• Exercise instructions:
Please locate every line of the records that contains the string "floor" and copy each one. Case counts.

[Records from a dataset]

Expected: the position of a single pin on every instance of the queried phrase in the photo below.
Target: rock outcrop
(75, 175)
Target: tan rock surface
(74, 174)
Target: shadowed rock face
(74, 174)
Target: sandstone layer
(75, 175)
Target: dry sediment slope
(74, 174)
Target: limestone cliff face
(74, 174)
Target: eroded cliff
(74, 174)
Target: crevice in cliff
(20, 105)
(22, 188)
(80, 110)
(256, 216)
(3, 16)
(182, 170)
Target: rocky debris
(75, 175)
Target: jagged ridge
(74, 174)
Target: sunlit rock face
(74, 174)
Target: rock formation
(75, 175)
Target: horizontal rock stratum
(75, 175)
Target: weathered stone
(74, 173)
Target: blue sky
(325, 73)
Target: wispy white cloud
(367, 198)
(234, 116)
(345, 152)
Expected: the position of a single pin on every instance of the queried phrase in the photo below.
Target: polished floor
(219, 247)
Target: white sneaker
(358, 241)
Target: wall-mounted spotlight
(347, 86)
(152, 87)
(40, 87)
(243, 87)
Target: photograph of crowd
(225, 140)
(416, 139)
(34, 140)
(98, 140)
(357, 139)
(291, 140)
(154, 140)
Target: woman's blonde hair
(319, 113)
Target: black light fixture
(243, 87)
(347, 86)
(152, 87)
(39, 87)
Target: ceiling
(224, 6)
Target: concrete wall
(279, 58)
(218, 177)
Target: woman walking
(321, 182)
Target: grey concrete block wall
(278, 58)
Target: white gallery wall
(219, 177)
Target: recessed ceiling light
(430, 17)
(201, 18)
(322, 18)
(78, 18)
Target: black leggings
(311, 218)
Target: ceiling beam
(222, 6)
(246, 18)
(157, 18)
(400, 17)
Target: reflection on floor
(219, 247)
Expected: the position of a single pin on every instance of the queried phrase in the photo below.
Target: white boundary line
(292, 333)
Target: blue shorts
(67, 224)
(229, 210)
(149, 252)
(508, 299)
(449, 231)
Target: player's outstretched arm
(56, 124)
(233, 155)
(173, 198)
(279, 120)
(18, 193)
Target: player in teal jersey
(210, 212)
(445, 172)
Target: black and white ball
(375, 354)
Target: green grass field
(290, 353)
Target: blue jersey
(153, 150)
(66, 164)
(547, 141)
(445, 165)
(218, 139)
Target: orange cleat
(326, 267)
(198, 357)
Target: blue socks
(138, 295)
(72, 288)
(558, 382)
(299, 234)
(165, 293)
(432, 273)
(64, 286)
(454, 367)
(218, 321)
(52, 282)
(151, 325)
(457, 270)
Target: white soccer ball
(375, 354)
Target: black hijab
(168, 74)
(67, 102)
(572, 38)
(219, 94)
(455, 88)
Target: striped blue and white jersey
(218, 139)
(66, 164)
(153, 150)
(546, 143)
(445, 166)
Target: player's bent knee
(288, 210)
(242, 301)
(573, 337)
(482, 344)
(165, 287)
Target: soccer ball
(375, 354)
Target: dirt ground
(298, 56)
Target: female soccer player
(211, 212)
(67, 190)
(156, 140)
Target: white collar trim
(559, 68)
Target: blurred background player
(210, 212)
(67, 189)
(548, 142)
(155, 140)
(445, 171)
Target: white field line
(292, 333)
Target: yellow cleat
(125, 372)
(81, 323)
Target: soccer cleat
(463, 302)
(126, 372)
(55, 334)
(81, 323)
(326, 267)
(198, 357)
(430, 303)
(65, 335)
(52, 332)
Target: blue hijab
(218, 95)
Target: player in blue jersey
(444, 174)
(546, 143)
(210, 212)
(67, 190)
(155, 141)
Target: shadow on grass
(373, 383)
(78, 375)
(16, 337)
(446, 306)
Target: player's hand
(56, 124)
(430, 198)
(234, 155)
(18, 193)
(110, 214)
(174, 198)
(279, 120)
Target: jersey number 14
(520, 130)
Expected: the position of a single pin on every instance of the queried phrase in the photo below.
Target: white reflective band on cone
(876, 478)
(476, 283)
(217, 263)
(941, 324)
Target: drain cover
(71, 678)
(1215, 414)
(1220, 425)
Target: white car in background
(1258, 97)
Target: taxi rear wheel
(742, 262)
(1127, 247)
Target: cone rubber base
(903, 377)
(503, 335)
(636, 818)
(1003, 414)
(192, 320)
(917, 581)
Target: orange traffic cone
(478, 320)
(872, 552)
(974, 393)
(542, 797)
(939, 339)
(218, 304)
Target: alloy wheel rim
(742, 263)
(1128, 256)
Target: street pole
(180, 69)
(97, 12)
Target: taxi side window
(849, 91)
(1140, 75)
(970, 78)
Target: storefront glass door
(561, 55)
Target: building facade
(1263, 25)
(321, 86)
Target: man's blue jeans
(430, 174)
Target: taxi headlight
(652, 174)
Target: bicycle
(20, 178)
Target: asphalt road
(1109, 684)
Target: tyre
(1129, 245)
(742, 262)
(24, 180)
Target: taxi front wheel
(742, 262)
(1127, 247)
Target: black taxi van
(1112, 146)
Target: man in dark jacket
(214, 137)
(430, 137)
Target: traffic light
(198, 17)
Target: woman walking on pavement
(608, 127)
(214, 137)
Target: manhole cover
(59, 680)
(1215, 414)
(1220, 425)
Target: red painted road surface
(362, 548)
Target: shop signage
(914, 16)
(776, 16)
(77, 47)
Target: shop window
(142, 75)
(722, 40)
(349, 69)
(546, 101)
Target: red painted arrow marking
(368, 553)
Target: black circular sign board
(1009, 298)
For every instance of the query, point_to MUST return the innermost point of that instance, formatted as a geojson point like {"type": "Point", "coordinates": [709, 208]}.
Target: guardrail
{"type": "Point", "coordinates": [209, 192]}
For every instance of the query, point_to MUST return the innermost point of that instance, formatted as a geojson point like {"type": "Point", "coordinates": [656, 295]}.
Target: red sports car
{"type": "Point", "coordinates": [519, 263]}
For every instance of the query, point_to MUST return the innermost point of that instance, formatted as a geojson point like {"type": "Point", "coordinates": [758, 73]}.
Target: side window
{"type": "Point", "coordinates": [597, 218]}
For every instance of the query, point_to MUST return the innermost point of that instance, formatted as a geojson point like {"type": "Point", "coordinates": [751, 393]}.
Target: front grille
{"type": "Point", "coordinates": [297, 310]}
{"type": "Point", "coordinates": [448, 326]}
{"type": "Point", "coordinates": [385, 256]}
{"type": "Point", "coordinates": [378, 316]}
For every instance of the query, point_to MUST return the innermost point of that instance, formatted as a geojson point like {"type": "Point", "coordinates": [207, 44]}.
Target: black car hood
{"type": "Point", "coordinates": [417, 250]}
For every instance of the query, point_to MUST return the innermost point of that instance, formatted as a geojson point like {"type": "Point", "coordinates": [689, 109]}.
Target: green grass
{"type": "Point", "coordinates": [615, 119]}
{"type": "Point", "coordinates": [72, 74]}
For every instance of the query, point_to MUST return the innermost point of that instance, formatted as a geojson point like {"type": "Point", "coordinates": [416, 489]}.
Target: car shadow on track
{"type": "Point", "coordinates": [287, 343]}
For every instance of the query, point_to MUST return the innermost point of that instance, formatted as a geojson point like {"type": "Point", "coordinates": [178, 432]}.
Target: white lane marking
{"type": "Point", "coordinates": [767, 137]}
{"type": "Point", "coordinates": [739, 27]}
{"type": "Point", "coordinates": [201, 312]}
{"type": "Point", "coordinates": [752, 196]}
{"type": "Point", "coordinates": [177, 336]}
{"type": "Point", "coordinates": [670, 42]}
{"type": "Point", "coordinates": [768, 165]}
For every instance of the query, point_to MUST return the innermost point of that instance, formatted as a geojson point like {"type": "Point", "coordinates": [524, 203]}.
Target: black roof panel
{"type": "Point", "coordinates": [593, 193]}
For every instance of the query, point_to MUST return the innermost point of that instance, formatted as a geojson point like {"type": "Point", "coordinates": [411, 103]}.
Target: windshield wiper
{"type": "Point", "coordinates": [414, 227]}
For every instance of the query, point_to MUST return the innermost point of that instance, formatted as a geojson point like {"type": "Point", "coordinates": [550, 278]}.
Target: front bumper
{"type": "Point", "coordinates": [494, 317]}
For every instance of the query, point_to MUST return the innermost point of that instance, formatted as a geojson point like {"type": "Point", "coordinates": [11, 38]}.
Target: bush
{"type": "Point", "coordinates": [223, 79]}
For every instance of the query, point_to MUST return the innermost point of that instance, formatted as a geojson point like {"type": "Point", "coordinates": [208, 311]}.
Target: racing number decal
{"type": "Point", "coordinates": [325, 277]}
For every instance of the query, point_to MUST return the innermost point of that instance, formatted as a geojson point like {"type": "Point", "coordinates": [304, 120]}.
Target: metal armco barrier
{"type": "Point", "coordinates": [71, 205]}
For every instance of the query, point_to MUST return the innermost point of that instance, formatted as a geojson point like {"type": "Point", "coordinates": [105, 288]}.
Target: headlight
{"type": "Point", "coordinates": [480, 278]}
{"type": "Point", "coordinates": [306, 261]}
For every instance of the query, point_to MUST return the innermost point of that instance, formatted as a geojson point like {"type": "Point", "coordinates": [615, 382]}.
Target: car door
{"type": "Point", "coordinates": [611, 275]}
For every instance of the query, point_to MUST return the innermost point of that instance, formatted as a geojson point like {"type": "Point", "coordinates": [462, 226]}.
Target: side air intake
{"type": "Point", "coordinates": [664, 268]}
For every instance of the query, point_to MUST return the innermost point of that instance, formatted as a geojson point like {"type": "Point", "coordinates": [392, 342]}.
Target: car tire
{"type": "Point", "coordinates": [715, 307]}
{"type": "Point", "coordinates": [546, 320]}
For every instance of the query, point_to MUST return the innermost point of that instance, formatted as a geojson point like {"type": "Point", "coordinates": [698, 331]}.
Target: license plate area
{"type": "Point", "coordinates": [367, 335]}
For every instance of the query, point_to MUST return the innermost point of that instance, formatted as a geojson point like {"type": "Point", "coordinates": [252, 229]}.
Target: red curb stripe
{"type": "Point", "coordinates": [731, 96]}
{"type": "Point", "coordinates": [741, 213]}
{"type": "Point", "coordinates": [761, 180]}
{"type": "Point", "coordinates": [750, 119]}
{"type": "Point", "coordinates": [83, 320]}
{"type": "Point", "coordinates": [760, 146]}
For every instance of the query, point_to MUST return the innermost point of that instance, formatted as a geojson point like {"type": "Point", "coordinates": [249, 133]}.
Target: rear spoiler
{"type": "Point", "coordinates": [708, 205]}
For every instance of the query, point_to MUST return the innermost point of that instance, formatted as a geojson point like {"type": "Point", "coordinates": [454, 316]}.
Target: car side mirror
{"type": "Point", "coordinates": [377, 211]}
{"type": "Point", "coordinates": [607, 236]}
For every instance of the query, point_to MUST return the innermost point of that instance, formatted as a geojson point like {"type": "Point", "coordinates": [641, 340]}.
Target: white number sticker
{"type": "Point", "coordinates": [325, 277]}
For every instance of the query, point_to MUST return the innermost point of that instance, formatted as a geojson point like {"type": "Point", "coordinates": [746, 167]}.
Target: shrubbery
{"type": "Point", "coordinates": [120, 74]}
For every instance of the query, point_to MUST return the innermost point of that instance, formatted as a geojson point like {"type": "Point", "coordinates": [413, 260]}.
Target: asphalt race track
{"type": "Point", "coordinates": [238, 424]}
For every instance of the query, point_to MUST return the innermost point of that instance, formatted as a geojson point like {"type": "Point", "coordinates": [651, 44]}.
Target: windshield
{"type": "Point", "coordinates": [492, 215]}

• Written reply:
Target: polished floor
Target: reflection on floor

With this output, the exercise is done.